=== EXERCISE INPUT ===
* * * * *
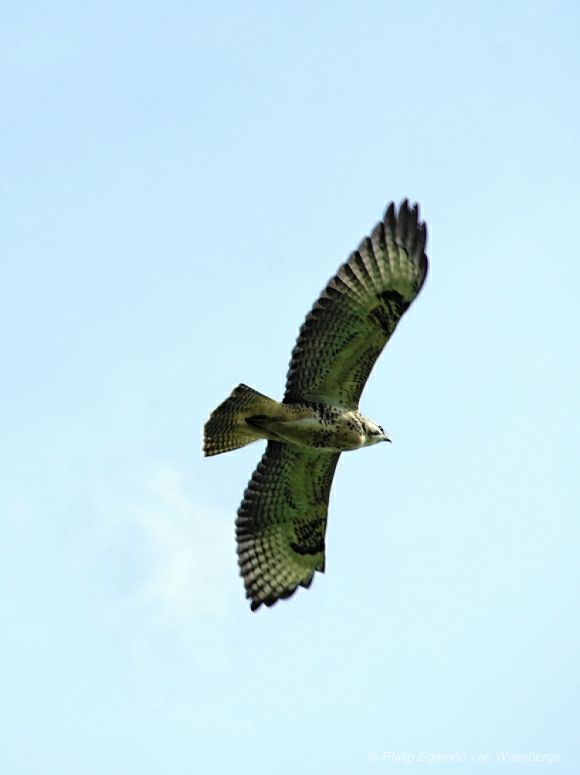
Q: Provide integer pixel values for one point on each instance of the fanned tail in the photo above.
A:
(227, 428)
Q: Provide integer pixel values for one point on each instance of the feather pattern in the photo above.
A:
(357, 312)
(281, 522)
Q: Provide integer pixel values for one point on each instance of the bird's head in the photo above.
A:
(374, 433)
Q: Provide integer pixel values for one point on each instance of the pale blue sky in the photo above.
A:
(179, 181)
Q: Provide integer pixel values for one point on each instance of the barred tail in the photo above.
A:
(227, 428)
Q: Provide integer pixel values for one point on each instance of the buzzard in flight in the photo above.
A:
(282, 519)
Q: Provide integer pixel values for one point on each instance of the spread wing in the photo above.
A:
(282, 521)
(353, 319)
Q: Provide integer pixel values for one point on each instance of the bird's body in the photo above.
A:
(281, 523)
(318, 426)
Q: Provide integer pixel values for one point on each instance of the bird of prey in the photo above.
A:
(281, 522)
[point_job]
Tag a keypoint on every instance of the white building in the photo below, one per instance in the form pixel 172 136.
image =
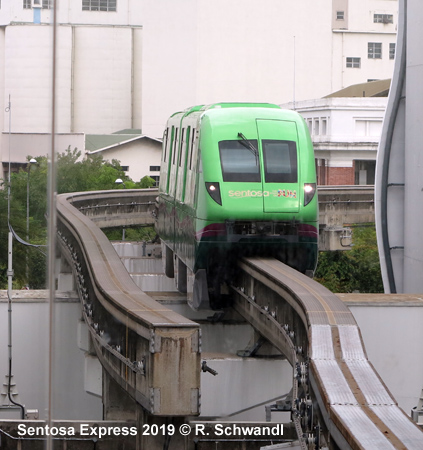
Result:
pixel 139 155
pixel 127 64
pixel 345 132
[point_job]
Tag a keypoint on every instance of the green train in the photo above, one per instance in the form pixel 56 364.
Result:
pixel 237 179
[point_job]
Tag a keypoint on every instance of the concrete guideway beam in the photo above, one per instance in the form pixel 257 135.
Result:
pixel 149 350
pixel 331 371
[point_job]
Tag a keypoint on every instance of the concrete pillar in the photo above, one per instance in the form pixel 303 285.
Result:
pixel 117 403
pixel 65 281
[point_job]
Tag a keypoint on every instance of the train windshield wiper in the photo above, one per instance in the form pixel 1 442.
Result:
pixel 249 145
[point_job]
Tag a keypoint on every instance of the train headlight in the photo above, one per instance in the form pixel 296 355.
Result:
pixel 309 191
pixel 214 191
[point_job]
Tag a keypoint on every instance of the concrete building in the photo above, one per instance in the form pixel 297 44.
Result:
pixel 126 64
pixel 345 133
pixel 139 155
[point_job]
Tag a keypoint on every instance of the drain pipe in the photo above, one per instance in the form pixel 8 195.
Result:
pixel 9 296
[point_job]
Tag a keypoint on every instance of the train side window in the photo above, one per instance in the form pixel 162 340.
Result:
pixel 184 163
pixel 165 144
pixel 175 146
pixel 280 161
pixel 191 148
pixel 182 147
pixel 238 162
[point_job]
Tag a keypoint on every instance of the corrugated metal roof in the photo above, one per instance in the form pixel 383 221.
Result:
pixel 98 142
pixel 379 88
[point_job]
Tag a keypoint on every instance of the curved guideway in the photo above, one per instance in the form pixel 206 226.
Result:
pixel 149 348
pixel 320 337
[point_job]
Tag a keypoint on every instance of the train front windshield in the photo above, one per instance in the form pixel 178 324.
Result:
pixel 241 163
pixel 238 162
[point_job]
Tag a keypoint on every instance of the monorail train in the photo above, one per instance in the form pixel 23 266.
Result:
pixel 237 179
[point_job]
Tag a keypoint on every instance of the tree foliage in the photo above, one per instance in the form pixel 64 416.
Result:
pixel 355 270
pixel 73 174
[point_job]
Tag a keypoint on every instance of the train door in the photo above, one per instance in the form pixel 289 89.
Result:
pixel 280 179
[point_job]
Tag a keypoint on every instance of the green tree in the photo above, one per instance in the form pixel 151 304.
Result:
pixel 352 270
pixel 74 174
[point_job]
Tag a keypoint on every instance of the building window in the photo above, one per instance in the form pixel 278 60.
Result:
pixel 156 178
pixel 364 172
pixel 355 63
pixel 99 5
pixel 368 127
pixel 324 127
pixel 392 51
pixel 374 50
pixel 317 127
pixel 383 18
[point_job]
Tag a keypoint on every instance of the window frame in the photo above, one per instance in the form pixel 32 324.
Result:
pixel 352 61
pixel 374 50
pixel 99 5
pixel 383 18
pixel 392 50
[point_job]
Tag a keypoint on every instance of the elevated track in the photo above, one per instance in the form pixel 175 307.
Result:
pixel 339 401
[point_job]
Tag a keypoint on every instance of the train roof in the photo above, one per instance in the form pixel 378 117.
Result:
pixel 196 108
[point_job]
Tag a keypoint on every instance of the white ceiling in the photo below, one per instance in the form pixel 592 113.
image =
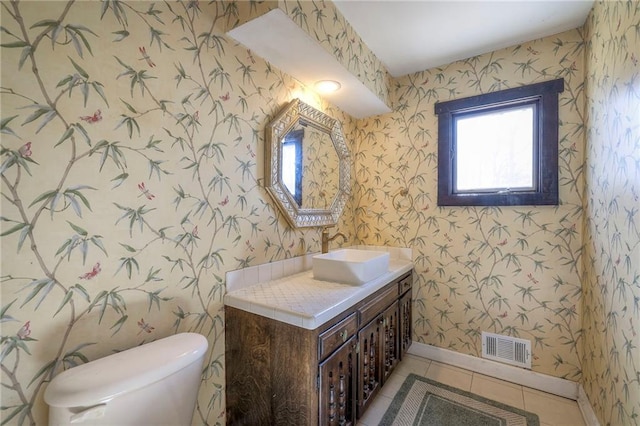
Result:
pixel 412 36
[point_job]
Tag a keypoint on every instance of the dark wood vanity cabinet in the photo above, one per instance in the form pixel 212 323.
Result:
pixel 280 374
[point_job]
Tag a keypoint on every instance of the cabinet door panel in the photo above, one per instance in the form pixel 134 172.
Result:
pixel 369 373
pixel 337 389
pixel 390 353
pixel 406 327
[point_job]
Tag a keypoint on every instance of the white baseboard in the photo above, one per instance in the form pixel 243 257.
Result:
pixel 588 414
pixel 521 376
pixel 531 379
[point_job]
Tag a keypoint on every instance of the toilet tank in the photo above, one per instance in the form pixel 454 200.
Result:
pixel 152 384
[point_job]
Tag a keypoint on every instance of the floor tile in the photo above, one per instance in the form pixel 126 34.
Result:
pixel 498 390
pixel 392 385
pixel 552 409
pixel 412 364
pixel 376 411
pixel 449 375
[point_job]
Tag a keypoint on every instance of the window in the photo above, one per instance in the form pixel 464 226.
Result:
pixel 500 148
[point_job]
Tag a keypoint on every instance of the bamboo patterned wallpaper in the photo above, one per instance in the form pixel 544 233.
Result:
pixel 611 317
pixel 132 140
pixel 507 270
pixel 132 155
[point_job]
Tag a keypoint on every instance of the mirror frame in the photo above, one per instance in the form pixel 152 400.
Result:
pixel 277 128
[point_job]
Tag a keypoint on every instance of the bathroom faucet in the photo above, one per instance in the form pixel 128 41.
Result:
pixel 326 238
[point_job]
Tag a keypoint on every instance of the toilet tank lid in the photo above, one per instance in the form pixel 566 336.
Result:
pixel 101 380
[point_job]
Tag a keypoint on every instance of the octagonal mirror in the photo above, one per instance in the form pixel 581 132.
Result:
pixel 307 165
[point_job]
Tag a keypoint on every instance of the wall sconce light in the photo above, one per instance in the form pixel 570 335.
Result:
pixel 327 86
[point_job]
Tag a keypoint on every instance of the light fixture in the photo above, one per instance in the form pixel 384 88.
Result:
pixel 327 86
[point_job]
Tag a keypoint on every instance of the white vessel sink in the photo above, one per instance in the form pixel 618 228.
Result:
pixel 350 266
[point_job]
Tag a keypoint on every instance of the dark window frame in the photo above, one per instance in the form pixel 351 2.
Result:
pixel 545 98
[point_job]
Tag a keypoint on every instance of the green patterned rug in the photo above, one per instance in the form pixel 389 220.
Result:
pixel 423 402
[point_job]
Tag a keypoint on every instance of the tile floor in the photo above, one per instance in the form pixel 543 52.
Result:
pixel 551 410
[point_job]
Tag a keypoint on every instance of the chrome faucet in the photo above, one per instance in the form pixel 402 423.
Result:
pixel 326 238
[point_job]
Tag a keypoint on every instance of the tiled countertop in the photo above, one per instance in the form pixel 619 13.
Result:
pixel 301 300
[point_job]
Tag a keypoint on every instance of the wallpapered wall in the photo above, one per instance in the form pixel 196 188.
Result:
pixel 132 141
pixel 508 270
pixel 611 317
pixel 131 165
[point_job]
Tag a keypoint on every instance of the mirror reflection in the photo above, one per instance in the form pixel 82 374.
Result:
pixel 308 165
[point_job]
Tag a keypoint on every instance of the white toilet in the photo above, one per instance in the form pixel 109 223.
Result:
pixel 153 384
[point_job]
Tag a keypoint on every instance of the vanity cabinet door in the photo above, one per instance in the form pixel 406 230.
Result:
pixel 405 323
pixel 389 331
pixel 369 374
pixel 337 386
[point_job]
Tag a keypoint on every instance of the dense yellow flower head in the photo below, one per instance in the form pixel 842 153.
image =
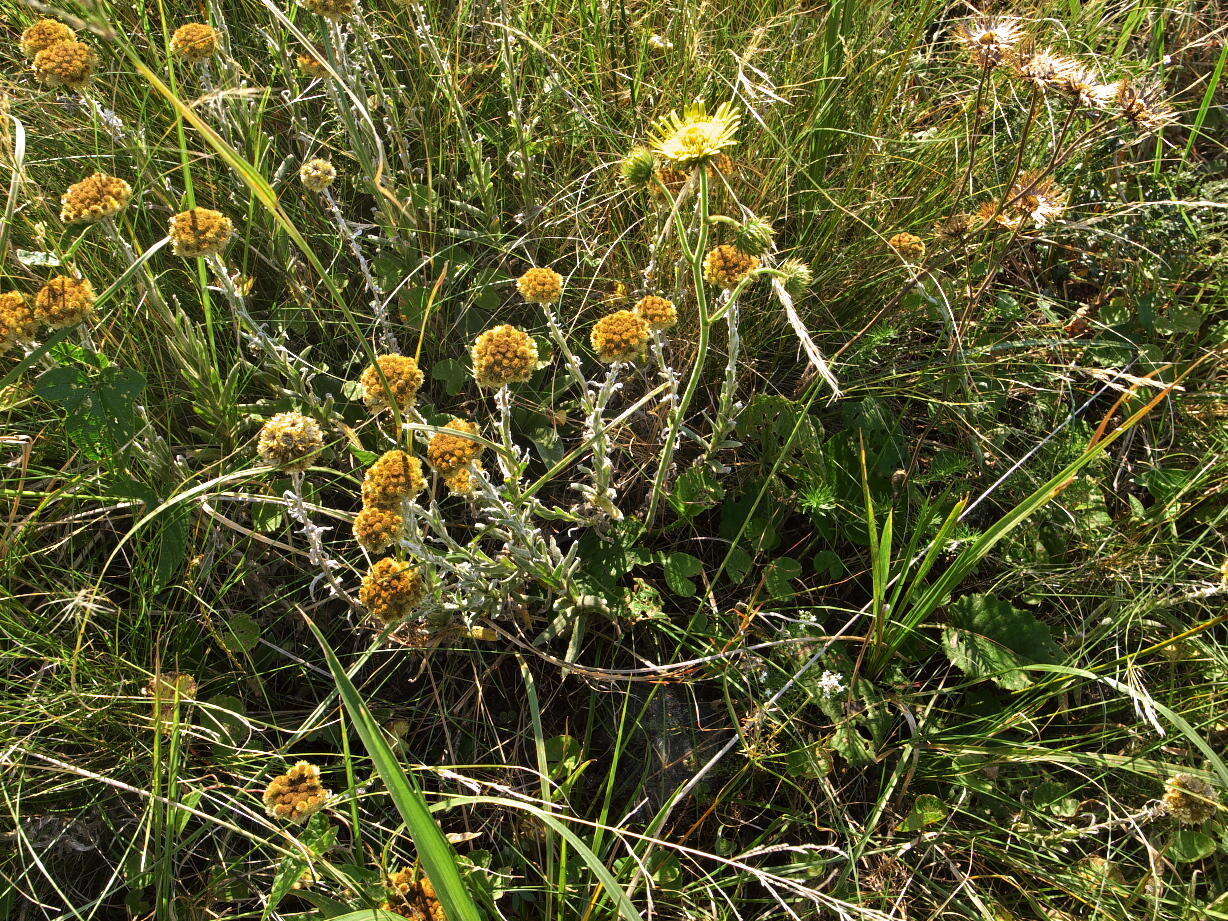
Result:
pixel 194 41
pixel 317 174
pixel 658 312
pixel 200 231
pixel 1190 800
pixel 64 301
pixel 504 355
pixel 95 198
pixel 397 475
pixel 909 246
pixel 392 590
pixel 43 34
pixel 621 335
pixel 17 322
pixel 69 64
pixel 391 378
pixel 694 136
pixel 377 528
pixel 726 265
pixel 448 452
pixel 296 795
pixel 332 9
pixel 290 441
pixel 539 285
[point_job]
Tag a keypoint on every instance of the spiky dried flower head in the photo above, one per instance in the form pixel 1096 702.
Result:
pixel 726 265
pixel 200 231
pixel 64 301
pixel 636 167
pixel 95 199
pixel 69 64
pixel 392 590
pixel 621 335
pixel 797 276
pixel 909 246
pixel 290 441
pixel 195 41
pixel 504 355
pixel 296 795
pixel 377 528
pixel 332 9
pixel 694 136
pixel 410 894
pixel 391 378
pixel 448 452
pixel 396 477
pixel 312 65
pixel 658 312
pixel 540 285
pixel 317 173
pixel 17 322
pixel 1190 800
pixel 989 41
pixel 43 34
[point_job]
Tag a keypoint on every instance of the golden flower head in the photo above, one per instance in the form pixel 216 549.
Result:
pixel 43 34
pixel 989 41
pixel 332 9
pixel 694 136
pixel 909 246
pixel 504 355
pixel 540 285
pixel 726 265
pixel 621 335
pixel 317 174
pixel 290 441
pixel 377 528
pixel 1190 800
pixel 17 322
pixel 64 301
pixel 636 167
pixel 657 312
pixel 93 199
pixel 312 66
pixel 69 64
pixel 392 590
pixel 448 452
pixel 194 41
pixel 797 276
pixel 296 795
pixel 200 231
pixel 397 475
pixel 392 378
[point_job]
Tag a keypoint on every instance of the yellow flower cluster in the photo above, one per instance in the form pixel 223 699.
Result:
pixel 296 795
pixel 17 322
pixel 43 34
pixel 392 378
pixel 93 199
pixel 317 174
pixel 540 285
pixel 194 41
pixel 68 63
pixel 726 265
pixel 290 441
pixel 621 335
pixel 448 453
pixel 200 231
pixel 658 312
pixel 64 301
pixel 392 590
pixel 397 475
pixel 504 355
* * * * *
=== OBJECTIVE ===
Extract from the data above every line, starting at the line that contains "pattern in the photo above." and ending at the line that contains "pixel 214 191", and reproduce each one unchanged, leaving out any picture.

=== FINAL RESULT ===
Q: Provide integer pixel values for one point on each instance of the feather pattern in the photo above.
A:
(357, 312)
(281, 522)
Q: Provide integer pixel values for one point on each instance of the bird's head in the photo above.
A:
(374, 433)
Q: Provide integer pixel values for one point on each instance of the pale blue sky in the photo above.
A:
(179, 181)
Q: Provide integer pixel values for one point on each instance of the barred tail in the photo above.
A:
(227, 428)
Q: Provide integer pixel values for one point on each instance of the buzzard in flight in the photo above.
A:
(282, 519)
Q: Provide integer pixel values for one point on each instance of the spread wing in the photo above.
A:
(282, 521)
(353, 319)
Q: Provide integer pixel values for one point on each instance of the bird's body in the photo above.
A:
(281, 523)
(318, 426)
Q: Provide integer pixel values for one point on each instance of the bird of prey in the photo above.
A:
(281, 522)
[point_job]
Tag a keypoint on every instance of the white building in the photo below, one per instance in the form pixel 172 136.
image =
Result:
pixel 139 155
pixel 127 64
pixel 345 132
[point_job]
Tag a keypoint on every instance of the green train in the photo above, one per instance in the form pixel 56 364.
Result:
pixel 237 179
[point_job]
Tag a keypoint on every instance of the concrete guideway beam in the photo above, one per instance in the form pixel 257 135.
Result:
pixel 149 350
pixel 331 371
[point_job]
Tag a keypoint on every instance of the concrete pillar in the photo above, one per instance in the form pixel 303 285.
Result:
pixel 117 403
pixel 65 281
[point_job]
Tag a keypoint on every instance of the train windshield wiper in the photo above, one per instance in the form pixel 1 442.
Result:
pixel 249 145
[point_job]
Tag a keypoint on every instance of the train headlight in the photo above, one per instance in the form pixel 296 355.
Result:
pixel 309 191
pixel 214 191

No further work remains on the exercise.